## EXTRAIT
----------------------------------------
Surveillance des salariés : que peut faire l'entreprise ?

Surveillance des salariés : que peut faire l'entreprise ? L'avocat Etienne Drouard publie dans la collection JDN Premium un e-book consacré aux droits et devoirs des employeurs et des salariés en matière de cybersurveillance. Extraits.

Navigation sur Internet, messagerie électronique, téléphone portable, GPS, vidéosurveillance... Les moyens de contrôle du travail des salariés par l'entreprise se sont multipliés. Ces outils numériques, parfois très intrusifs, permettent à l'employeur de surveiller l'activité professionnelle des salariés mais aussi une partie croissante de sa vie personnelle.

C'est pourquoi la loi encadre depuis de nombreuses années la collecte et l'utilisation des données personnelles. Mais, face aux perpétuelles innovations technologiques et aux nouveaux usages, la réglementation ne cesse d'évoluer.

Comment l'employeur peut-il avoir accès à une boîte e-mail ? A quelles conditions peut-il suivre l'itinéraire d'un salarié par son GPS ? Quelle procédure respecter avant l'installation de caméras dans les locaux de l'entreprise ? Toutes ces questions -et bien d'autres- trouvent leur réponse dans le nouveau guide juridique "Surveillance au travail : droits et devoirs des salariés & employeurs" publié dans la collection JDN Premium. Son auteur, Etienne Drouard, est avocat à la Cour d'appel de Paris, associé du cabinet K&L Gates.
----------------------------------------
## JEU DE DONNÉES
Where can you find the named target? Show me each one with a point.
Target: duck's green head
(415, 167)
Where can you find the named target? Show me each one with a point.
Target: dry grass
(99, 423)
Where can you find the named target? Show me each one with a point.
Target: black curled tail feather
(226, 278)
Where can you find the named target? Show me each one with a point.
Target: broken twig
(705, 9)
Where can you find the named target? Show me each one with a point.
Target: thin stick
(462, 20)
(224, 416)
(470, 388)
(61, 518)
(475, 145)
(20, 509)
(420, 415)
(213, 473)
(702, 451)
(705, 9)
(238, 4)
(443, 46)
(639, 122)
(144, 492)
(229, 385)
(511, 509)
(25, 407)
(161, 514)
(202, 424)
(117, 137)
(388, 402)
----------------------------------------
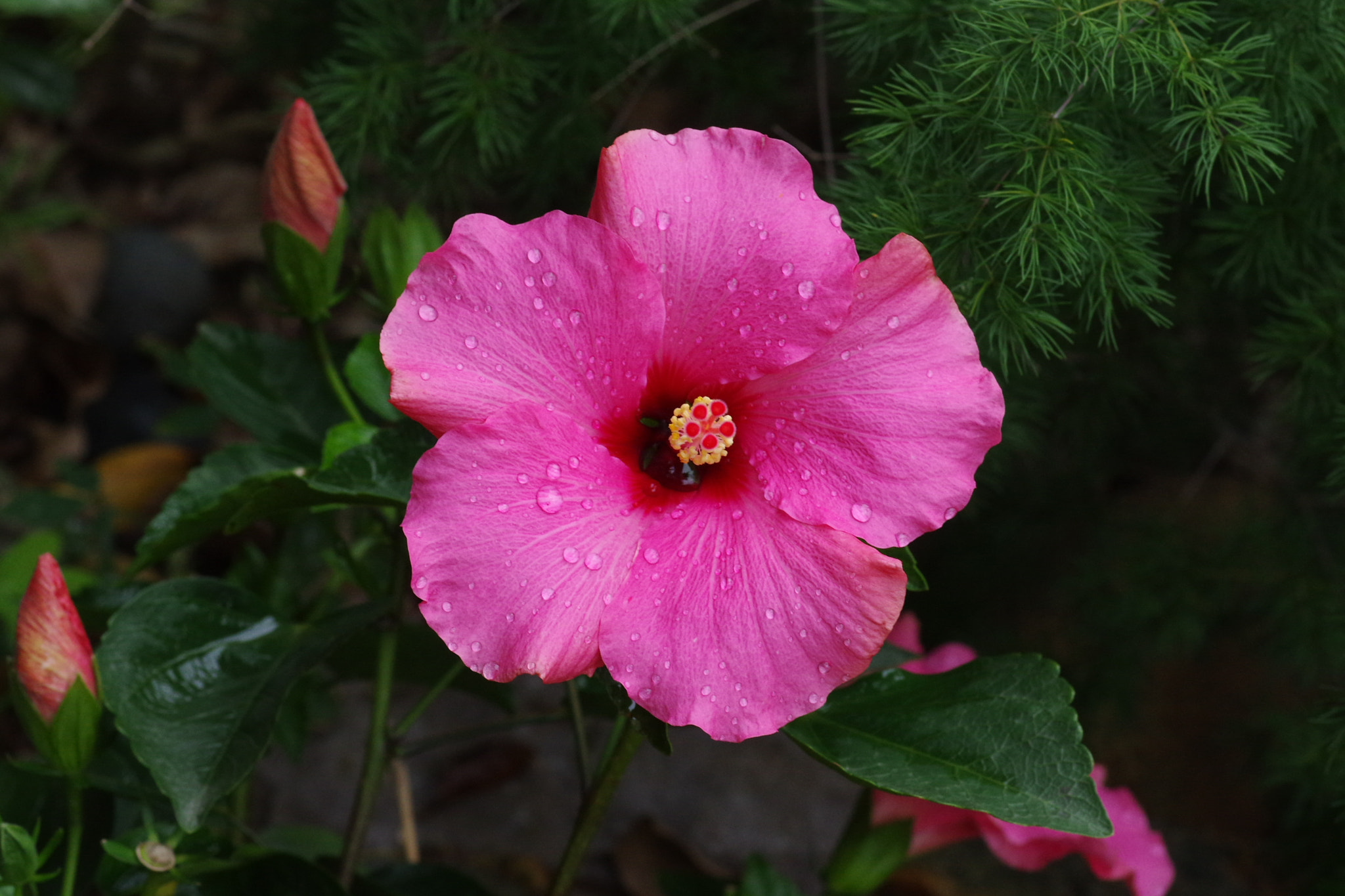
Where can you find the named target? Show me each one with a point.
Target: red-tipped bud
----------------------------------------
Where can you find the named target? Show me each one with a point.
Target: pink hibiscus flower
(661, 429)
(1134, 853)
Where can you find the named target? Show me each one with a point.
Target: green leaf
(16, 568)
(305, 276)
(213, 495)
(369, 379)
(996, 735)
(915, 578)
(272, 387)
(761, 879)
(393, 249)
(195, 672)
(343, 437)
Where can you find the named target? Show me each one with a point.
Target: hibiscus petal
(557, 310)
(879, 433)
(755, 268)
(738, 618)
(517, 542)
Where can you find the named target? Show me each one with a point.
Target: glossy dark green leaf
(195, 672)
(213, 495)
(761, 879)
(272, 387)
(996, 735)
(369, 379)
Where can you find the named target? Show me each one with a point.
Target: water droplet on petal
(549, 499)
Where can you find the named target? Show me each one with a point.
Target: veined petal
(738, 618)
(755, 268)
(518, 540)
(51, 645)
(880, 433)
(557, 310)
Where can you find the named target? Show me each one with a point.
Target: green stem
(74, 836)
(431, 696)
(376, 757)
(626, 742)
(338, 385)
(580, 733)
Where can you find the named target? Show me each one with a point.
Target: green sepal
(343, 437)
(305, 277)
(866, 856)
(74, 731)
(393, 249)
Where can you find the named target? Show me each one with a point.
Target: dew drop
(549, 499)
----------------------------------------
## ÉNONCÉ DU PROBLÈME 1
Répondez aux questions suivantes à partir de l'extrait sur la surveillance des salariés.
(a) Dans quelle collection le guide juridique est-il publié ?
(b) Outre l'activité professionnelle des salariés, que permettent aussi de surveiller les outils numériques décrits ?
(c) De quel cabinet Etienne Drouard est-il associé ?
## ÉNONCÉ DU PROBLÈME 2
Rédigez la suite de l'extrait sur la surveillance des salariés, en reprenant après sa dernière phrase.

## RÉPONSE ATTENDUE 1
(a) Dans la collection JDN Premium.
(b) Une partie croissante de leur vie personnelle.
(c) Du cabinet K&L Gates.

## RÉPONSE ATTENDUE 2
Découvrez ci-dessous un extrait consacré au droit d'expression des salariés sur les réseaux sociaux comme Facebook, lorsqu'ils évoquent leur travail, leur hiérarchie et leur entreprise.

« Les contentieux relatifs à l'utilisation de Facebook et des réseaux sociaux par des salariés fleurissent (...), permettant d'affiner les subtilités d'appréciation du périmètre de la sphère privée des salariés et les cas dans lesquels leur employeur peut venir limiter leur liberté d'expression.

A. La qualification du contenant : Facebook, un espace public

L'analyse judiciaire du réseau Facebook a, jusqu'à présent, reposé sur son objectif commercial qui, selon la Cour d'appel de Besançon, consiste à "créer entre ses différents membres un maillage relationnel destiné à s'accroître de façon exponentielle par application du principe 'les contacts de mes contacts deviennent mes contacts' et ce, afin de leur permettre de partager toutes sortes d'informations [...] qu'il s'en suit que ce réseau doit être nécessairement considéré, au regard de sa finalité et de son organisation, comme un espace public".

Reprenant ici les critères classiques utilisés pour dissocier la sphère privée de la sphère publique, le juge retient que l'ouverture du réseau Facebook, initialement destinée à promouvoir, par défaut, un partage avec l'ensemble d'une communauté d'utilisateurs non reliés les uns aux autres, en ferait "par nature" un espace public.

B. La qualification du contenu : le salarié, maître en sa demeure ?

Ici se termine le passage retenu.